Dataset items:
┌──

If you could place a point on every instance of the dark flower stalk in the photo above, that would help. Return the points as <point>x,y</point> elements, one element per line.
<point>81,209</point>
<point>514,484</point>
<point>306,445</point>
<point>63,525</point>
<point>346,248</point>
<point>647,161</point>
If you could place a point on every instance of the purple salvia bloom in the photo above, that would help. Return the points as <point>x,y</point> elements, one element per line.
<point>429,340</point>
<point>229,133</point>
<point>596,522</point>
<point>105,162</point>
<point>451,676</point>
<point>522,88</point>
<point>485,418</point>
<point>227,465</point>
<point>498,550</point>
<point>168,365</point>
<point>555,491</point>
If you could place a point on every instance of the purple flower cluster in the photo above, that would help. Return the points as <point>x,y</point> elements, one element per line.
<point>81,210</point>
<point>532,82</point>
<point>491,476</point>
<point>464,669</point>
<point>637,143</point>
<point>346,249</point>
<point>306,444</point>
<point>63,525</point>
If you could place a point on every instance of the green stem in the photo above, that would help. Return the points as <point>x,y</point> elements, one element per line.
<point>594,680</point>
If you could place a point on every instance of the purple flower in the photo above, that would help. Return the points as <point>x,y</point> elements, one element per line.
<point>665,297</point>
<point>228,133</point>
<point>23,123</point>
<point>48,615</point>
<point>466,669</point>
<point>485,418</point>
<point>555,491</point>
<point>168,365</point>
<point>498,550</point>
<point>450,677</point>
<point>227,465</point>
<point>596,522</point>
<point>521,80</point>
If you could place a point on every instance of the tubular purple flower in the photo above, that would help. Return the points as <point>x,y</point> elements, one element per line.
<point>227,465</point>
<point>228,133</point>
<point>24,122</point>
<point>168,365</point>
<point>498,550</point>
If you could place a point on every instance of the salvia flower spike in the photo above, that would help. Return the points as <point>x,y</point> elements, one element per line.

└──

● **Exercise instructions**:
Every record above is to be transcribed exactly as written.

● **Answer box**:
If you could place a point on every instance of the dark flower stalk in the photo above, that would help. Return the points as <point>x,y</point> elements, one element per line.
<point>81,209</point>
<point>514,484</point>
<point>306,445</point>
<point>63,525</point>
<point>346,248</point>
<point>647,161</point>
If you could place a point on every instance of the purple salvia bloom in the photo above, that would help. Return the points as <point>x,y</point> elements, one element per line.
<point>429,340</point>
<point>229,133</point>
<point>596,522</point>
<point>105,162</point>
<point>451,676</point>
<point>522,88</point>
<point>485,418</point>
<point>227,465</point>
<point>498,550</point>
<point>168,365</point>
<point>555,491</point>
If you could place a point on every instance of the purple flower cluster in the photo above, that would help. Return the points as <point>x,y</point> elements, one element per line.
<point>81,210</point>
<point>532,82</point>
<point>491,476</point>
<point>464,669</point>
<point>637,143</point>
<point>346,249</point>
<point>306,444</point>
<point>63,525</point>
If you could place a point on every instance of the green stem in the photo above, that would help. Return the points as <point>x,y</point> elements, one element per line.
<point>594,680</point>
If you could place a point on every instance of the purple flower in the photo above, that would help. Return the points as <point>x,y</point> elements, one element per line.
<point>665,297</point>
<point>228,133</point>
<point>23,123</point>
<point>48,615</point>
<point>466,669</point>
<point>485,418</point>
<point>555,491</point>
<point>168,365</point>
<point>498,550</point>
<point>450,677</point>
<point>227,465</point>
<point>596,522</point>
<point>521,80</point>
If you could place a point on every instance of the tubular purple flower in the photo above, that would help. Return the points as <point>x,y</point> elements, one element per line.
<point>227,465</point>
<point>228,133</point>
<point>24,122</point>
<point>168,365</point>
<point>498,550</point>
If you could place a point on every instance of the salvia flower spike in the photo above, that would help. Return the points as <point>x,y</point> elements, one element per line.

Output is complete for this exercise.